*** Provided data

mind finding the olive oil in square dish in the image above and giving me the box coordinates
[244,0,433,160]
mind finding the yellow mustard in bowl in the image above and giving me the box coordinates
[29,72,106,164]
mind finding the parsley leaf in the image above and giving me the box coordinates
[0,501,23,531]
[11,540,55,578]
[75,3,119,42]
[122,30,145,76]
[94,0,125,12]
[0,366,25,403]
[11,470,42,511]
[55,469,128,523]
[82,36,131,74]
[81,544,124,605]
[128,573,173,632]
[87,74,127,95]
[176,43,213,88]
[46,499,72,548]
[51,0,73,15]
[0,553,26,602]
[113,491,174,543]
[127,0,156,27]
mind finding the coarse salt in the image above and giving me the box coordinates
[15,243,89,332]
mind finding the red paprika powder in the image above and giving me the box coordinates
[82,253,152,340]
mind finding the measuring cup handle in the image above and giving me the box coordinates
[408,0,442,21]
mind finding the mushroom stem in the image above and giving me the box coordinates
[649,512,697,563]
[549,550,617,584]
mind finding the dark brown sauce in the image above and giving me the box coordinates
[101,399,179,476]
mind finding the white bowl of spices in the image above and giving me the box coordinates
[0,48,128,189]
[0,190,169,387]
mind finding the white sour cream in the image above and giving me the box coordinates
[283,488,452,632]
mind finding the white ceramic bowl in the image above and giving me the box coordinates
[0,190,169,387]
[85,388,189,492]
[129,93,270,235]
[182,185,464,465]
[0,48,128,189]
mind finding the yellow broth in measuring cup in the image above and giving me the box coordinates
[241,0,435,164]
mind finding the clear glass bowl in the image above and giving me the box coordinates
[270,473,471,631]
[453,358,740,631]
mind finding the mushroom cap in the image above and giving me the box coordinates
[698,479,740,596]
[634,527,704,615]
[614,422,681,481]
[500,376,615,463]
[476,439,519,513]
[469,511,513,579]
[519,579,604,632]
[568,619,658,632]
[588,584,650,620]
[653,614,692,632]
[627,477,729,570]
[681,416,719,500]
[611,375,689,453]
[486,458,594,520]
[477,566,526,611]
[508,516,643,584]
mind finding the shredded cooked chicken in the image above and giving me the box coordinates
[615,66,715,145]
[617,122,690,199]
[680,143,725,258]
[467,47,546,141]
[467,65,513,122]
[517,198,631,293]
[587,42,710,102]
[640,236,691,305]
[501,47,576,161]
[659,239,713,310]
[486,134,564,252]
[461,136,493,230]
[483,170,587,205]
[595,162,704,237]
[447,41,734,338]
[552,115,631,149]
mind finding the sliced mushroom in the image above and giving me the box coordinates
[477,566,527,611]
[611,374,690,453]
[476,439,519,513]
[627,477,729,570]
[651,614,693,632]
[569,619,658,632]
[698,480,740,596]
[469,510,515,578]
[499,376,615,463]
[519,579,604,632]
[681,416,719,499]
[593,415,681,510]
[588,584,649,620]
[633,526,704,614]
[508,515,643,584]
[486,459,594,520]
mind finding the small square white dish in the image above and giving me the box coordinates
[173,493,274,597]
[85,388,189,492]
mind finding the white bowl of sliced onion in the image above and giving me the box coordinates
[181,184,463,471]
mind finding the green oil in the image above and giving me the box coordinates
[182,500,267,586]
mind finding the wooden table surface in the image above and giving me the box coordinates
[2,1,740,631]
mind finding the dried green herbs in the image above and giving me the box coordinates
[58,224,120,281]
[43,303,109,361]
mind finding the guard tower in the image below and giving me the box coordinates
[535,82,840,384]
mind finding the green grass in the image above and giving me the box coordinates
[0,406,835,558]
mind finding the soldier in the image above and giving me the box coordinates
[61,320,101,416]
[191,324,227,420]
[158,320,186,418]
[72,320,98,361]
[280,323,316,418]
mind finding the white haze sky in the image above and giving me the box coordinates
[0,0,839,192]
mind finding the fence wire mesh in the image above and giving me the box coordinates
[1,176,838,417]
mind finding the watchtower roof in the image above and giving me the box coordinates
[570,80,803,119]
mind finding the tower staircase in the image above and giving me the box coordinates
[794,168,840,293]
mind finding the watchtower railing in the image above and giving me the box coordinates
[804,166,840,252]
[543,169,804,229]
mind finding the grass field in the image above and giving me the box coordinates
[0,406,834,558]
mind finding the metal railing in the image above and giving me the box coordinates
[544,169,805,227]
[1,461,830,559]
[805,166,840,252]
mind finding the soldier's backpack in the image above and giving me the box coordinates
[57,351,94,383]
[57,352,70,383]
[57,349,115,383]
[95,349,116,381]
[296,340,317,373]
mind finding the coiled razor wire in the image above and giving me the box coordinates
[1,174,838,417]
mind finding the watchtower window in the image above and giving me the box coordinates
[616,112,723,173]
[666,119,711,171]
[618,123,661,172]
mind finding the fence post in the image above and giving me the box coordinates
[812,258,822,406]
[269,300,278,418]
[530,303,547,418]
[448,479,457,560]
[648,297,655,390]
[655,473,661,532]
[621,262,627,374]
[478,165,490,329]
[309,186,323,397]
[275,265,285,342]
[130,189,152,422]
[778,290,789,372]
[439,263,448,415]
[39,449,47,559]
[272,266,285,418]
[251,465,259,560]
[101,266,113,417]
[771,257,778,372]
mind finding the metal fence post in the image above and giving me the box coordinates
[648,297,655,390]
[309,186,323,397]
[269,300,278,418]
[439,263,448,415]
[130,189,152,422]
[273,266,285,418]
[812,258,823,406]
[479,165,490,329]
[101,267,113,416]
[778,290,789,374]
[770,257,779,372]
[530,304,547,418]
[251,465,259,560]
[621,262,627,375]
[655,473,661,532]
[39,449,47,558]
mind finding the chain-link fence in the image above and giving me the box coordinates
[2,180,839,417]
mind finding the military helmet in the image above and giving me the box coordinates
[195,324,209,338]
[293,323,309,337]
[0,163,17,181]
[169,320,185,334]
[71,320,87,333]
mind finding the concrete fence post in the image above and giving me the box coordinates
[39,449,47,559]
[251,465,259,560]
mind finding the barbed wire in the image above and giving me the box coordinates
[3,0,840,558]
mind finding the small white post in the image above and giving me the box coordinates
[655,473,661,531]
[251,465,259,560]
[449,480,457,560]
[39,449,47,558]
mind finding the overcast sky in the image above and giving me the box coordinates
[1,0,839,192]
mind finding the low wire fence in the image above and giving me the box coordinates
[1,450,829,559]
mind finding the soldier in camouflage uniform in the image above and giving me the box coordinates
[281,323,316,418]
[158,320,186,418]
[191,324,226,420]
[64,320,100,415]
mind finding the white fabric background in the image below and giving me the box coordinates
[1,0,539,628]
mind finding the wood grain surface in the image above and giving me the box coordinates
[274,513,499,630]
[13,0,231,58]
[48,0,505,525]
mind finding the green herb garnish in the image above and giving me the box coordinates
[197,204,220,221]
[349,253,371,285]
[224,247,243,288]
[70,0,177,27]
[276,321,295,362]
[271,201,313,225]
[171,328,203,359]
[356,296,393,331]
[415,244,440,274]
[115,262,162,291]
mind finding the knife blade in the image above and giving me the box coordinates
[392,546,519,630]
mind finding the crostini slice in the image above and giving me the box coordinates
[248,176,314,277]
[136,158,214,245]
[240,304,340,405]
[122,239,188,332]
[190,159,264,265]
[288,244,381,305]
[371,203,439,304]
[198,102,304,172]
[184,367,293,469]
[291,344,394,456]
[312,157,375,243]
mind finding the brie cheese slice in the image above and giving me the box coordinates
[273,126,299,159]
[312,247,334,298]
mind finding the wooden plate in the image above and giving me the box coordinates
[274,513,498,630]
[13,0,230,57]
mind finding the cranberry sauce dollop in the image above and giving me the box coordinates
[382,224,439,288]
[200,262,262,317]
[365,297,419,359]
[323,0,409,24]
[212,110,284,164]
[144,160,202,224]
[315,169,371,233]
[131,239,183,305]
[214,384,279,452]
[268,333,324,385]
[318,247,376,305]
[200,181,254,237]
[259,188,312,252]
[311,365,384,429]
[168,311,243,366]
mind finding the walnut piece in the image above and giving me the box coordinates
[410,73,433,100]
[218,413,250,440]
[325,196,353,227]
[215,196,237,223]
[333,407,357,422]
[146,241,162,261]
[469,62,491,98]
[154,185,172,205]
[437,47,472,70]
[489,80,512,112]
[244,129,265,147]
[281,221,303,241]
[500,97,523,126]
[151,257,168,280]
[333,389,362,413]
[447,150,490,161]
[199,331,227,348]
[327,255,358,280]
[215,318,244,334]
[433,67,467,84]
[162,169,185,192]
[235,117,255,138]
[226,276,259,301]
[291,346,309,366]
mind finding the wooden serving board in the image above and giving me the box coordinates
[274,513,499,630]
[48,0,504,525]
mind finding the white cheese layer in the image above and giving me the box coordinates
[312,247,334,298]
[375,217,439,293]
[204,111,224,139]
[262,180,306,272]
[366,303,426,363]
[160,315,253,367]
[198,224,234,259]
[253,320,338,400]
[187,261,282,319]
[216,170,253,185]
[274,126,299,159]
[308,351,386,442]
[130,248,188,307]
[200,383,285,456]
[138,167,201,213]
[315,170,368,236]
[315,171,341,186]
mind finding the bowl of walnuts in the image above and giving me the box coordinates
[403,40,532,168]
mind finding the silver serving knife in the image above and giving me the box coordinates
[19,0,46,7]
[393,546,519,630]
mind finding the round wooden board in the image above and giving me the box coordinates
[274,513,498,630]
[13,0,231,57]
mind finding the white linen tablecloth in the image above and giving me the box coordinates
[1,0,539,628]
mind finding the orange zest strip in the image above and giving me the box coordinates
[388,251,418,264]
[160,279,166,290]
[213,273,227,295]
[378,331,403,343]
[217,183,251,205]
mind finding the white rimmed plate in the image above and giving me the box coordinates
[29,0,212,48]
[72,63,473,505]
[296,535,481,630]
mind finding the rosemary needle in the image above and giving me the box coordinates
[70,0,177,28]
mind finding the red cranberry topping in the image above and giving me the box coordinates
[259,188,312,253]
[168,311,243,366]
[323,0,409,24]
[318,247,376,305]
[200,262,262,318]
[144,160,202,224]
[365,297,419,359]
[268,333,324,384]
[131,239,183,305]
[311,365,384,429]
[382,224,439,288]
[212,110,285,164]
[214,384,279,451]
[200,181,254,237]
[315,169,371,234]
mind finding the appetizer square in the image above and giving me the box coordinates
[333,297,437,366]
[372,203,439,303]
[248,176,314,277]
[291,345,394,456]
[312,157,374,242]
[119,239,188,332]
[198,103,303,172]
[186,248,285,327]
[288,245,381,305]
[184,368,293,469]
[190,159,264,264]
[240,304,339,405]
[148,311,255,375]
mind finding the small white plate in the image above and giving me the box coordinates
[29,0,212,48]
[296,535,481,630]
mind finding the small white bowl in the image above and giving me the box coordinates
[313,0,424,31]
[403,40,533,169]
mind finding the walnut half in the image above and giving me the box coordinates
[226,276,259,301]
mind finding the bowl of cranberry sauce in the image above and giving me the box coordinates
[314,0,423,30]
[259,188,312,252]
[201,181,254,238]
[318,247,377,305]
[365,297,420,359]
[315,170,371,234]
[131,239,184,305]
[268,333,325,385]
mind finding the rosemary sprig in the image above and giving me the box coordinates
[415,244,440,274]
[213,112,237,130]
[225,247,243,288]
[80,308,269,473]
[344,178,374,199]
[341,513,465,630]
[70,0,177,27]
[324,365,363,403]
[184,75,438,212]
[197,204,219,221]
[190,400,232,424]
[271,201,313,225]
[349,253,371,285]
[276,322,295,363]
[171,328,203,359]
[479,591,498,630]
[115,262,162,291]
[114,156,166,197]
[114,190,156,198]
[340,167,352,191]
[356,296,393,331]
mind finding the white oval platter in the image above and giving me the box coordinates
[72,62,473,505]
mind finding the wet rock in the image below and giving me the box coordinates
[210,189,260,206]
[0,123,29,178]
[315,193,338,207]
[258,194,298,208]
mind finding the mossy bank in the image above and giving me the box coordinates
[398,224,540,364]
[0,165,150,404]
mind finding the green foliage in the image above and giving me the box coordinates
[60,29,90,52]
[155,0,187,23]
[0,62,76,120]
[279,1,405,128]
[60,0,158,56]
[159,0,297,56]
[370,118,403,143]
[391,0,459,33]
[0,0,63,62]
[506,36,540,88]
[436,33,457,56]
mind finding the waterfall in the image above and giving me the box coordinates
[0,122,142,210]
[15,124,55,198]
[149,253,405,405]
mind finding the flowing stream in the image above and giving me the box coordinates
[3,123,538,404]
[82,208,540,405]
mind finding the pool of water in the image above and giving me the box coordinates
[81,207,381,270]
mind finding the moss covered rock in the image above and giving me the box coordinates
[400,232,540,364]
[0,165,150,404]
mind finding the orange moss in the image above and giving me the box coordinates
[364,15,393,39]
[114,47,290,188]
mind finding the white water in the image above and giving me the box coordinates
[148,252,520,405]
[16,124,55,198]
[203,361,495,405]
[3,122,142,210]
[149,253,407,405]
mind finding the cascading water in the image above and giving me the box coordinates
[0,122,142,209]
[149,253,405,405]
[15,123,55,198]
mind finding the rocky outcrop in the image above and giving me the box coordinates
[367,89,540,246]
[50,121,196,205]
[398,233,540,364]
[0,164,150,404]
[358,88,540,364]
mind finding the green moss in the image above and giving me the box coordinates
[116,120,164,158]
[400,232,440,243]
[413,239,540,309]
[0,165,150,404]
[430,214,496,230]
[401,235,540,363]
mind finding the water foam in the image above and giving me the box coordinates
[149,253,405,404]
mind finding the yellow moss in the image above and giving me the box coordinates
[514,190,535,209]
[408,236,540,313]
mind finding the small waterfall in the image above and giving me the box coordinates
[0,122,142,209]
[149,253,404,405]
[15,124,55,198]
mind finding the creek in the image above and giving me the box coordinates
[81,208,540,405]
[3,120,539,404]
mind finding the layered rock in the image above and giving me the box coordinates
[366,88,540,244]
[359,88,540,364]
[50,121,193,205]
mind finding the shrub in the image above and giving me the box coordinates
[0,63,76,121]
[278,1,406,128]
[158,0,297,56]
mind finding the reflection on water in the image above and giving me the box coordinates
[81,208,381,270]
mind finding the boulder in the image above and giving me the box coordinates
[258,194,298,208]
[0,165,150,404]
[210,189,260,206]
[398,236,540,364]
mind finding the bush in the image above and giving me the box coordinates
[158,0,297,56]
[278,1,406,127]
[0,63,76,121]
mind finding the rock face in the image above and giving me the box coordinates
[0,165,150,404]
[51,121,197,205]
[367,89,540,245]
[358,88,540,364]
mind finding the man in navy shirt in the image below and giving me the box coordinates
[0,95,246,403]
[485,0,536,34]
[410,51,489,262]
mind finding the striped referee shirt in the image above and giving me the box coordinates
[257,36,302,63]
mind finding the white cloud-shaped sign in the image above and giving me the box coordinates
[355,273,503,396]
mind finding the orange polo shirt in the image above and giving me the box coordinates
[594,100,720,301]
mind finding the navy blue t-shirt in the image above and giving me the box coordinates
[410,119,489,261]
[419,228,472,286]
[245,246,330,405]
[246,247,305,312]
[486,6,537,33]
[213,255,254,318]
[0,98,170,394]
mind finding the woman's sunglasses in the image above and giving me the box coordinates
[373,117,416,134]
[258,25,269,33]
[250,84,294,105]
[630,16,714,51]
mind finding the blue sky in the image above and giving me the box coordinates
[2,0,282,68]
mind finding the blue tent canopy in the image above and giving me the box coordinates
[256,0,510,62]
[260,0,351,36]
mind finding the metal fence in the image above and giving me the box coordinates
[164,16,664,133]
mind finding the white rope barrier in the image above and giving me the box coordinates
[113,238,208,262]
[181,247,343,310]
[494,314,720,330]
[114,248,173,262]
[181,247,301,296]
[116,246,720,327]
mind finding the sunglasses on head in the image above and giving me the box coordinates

******

> [The task]:
Everything from the line holding "mind finding the blue sky" through the last line of the entries should be retyped exactly, with no other lines.

> [Solution for this problem]:
mind finding the blue sky in the image above and giving me the box coordinates
[2,0,282,68]
mind finding the blue tent canopy in the image above and giving me the box coordinates
[256,0,510,62]
[260,0,351,36]
mind finding the metal fence in the image above and giving me the box coordinates
[164,16,664,133]
mind finding the white rope barrier in the image above and giving me the box coordinates
[113,238,208,262]
[181,247,343,310]
[494,314,720,330]
[114,248,173,262]
[181,247,301,296]
[116,246,720,327]
mind finding the sunglasses on head in the image above and giving me the box coordinates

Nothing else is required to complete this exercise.